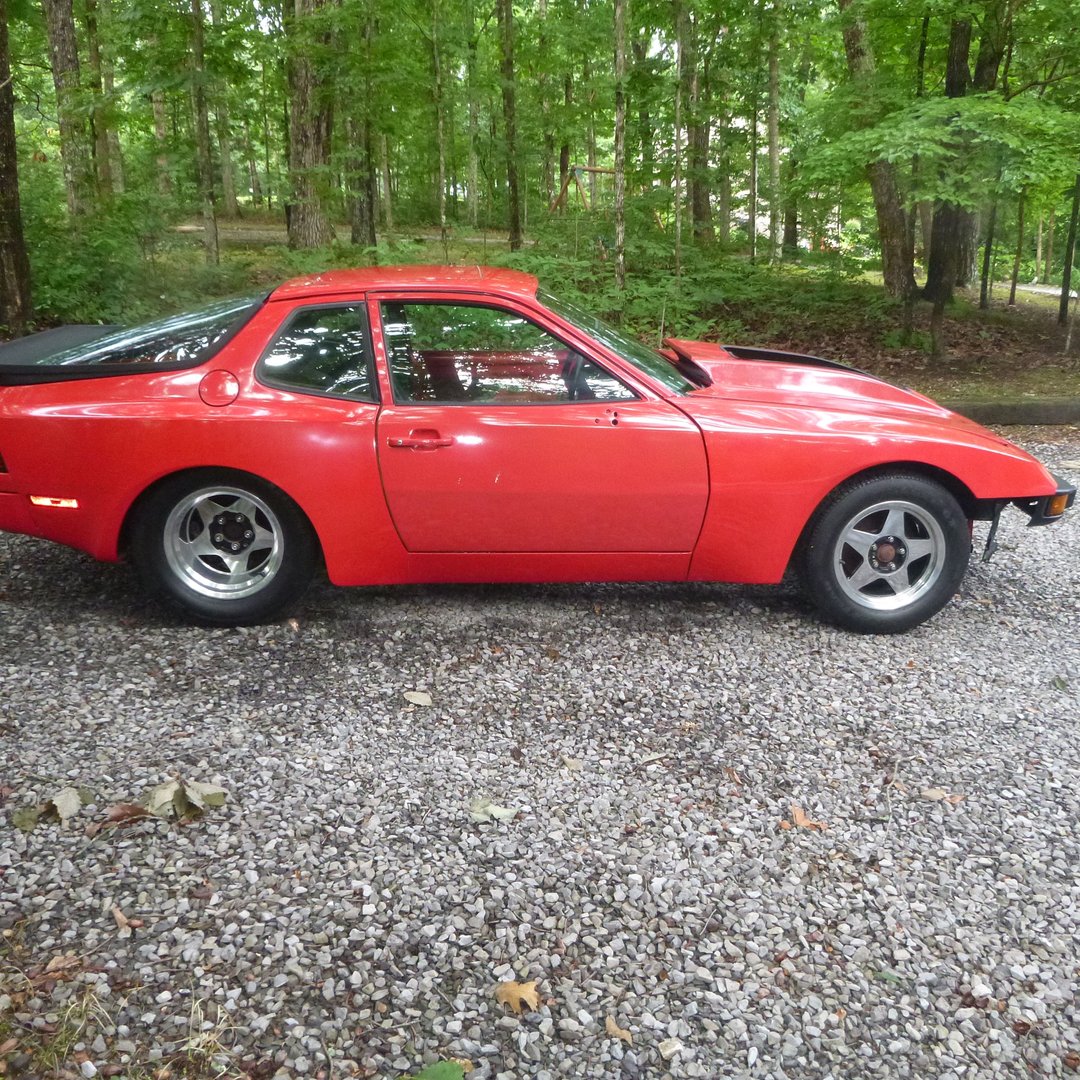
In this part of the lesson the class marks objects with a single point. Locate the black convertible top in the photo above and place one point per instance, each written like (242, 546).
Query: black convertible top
(35, 348)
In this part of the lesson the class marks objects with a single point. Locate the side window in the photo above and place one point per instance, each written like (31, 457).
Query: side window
(323, 351)
(470, 353)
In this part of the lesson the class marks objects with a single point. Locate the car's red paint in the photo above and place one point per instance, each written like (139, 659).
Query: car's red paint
(715, 484)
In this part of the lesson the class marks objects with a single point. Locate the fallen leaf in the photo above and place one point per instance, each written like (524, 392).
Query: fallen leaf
(515, 995)
(669, 1049)
(483, 809)
(63, 963)
(204, 795)
(802, 821)
(25, 818)
(63, 806)
(183, 798)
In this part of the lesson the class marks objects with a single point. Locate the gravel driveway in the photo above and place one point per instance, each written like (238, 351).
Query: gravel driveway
(759, 846)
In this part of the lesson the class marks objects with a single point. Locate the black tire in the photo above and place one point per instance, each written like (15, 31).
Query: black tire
(224, 548)
(885, 553)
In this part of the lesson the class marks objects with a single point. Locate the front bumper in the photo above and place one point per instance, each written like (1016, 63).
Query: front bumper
(1048, 509)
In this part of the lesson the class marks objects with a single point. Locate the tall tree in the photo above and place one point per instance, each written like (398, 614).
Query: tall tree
(310, 121)
(201, 115)
(774, 192)
(75, 138)
(896, 257)
(15, 309)
(620, 143)
(505, 19)
(98, 118)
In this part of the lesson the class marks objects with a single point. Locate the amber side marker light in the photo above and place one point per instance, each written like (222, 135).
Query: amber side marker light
(1056, 505)
(48, 500)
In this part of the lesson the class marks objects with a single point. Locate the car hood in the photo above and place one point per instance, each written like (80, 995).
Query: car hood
(767, 376)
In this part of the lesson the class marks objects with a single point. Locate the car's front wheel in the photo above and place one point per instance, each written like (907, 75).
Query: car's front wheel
(885, 553)
(225, 548)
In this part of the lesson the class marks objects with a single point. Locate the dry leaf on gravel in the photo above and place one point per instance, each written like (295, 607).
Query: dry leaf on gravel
(183, 798)
(482, 810)
(801, 821)
(516, 995)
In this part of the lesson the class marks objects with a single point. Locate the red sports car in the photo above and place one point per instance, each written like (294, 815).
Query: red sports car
(431, 423)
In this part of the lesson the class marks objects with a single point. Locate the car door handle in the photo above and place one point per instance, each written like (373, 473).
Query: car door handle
(421, 441)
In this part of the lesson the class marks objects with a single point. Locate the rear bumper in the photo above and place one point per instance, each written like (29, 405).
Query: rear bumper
(1048, 509)
(15, 514)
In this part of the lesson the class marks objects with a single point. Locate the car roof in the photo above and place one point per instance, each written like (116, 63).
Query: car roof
(468, 279)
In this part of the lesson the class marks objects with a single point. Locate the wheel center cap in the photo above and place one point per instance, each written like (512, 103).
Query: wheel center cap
(231, 532)
(888, 554)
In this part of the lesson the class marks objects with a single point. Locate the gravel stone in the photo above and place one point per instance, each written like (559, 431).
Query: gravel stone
(343, 907)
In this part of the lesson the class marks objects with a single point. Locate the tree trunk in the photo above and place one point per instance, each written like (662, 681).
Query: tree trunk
(548, 154)
(253, 169)
(752, 198)
(505, 17)
(388, 207)
(223, 126)
(620, 144)
(472, 194)
(1038, 248)
(986, 281)
(99, 130)
(1070, 246)
(639, 46)
(1020, 250)
(590, 129)
(436, 73)
(309, 133)
(1048, 264)
(564, 150)
(950, 220)
(682, 62)
(161, 137)
(896, 257)
(75, 140)
(698, 132)
(15, 307)
(774, 208)
(724, 197)
(205, 165)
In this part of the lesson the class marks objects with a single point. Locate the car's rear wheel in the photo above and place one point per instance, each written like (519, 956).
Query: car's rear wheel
(885, 553)
(225, 548)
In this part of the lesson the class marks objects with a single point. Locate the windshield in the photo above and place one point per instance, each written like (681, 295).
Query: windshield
(174, 341)
(640, 355)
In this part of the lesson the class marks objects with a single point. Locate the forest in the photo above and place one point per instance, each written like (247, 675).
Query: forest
(693, 169)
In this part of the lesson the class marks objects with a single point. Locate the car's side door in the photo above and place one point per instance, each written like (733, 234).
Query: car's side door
(500, 436)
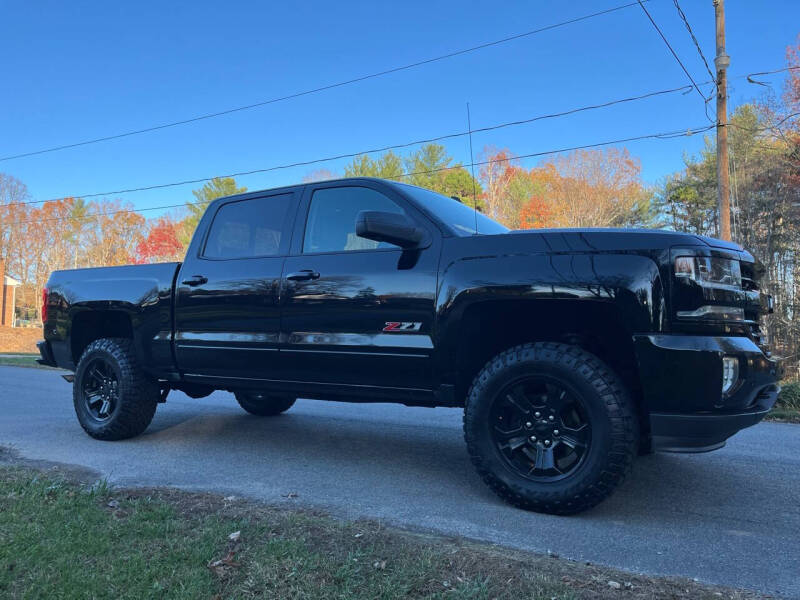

◇ ◇ ◇ ◇ ◇

__EXERCISE BRIEF__
The records above must be returned exactly, with each picture omitted.

__TASK SOLUTION__
In this part of the lesson the class marks objects with a single point. Locate the black convertible top in the photo above and place one point per instance, each written like (242, 546).
Query: black convertible top
(35, 348)
In this part of the lesson the class marks objects with a single point. Locate the side window in the photo above and place one point per instance, each written like (31, 457).
Query: side window
(323, 351)
(470, 353)
In this part of the lesson the class marks objects with a single point. Locate the car's red paint in the photo above and place one point per instance, each written like (139, 659).
Query: car's red paint
(715, 484)
In this part of the lesson the class marks objects with a single point. Locate the fallen leaf in the photo above and place one point per instance, each written like (524, 392).
Query: fallen leaf
(515, 995)
(669, 1049)
(483, 809)
(63, 963)
(204, 795)
(802, 821)
(25, 818)
(63, 806)
(183, 798)
In this part of the lesson the class marks objects with a single point. Locate the gravel driveway in the photo above and place one point per instance, each written like (238, 351).
Query: gravel driveway
(759, 846)
In this part of the lesson the class marks objects with a single point. Locate the black tire in the photo above and place one point per instance, each written like (15, 31).
Query: black tire
(224, 548)
(885, 553)
In this part of the lesson the class marks objects with a single point. Locate the front bumper in the photo above and place one point per instance, each written like (1016, 63).
Query: front bumper
(1048, 509)
In this part of the lesson the class marks objects with a single point. Locate the tall tree in the photo above and place one point per instance, each written like (398, 614).
Query: tall tree
(310, 121)
(201, 115)
(774, 192)
(75, 138)
(896, 257)
(15, 309)
(620, 143)
(505, 19)
(98, 118)
In this part of the lesson the class marks objects with a single point. Locate the amber side marker light in the photo above and place one point per instance, each written like (222, 135).
Query: amber side marker light
(1056, 505)
(48, 500)
In this part of the lesson the class marks objects with a single point. Locate the car hood in the photo above and place one point per instance, each written like (80, 995).
Query: car hood
(767, 376)
In this part of the lesson the class marks objects with a single point. Locate the car's front wheel in the photo above and place one point per instance, each written like (907, 75).
Query: car's front wheel
(885, 553)
(225, 548)
In this part of the lesson the class marks objects with a single point. Locate the dry leaf on gravel in the photo above and place one point per instance, each written like (295, 607).
Query: dry leaf on gravel
(183, 798)
(482, 810)
(801, 821)
(516, 995)
In this part of the lesson the class marks objects with a single point. Locate the red sports car in the photo above and place one point per instance, each written like (294, 815).
Query: red sports car
(431, 423)
In this part of the lesson the class marks objects with a single point. Locate the car door handle in the photo above and place one point per instance, each written like (373, 473).
Query: car door handle
(421, 441)
In this part of the lesson the class marks objects with a single point. Locate the rear bumper in the photo above and place one point per instance, each written like (29, 405).
Query: rear bumper
(1048, 509)
(15, 514)
In this part of the lesson the class marks objects with a single point. Locate the car roof in the photo above and place one point per instance, each written like (116, 63).
Query: car roof
(468, 279)
In this part of the lesson the class marks objects with a single point. Locate the wheel center cap in the photo above and place one point per instance, each written like (512, 103).
Query: wheel center cap
(231, 532)
(888, 554)
In this part of the lesson the class marks objects with a single point. Locate the gravel stone in the photo above and place one point per instance, each written like (559, 431).
Query: gravel stone
(343, 907)
In this part of the lesson the class marks objects with a single point. Locate the tree trunk in the photo above and place one point per instance, each written like (662, 681).
Query: tree trunk
(548, 154)
(253, 169)
(752, 198)
(505, 17)
(388, 207)
(223, 126)
(620, 144)
(472, 194)
(1038, 248)
(986, 281)
(99, 130)
(1070, 246)
(639, 46)
(1020, 250)
(590, 129)
(436, 73)
(309, 133)
(1048, 264)
(564, 150)
(950, 220)
(682, 62)
(161, 137)
(896, 257)
(75, 140)
(698, 132)
(15, 307)
(774, 208)
(724, 197)
(205, 165)
In this part of the lesson the class marks objects with a single point. Locate the car's rear wheel in the photo above and place one point per instance, each written like (519, 956).
Query: car's rear wheel
(885, 553)
(225, 548)
In this part of the lesson the class marks objects with a single point. Locate the windshield in the photo above and place one point per instance, each written like (681, 295).
Query: windshield
(174, 341)
(640, 355)
In this part of the lesson the class marks objects with a single point. Locate the forest in the photo above and place one point per instance, each written like (247, 675).
Query: forest
(693, 169)
In this part of the lesson the class marks objects with a single point. Locate the car's side door in the photo above and place one point per instance, each written like (733, 234).
Query: car's side door
(500, 436)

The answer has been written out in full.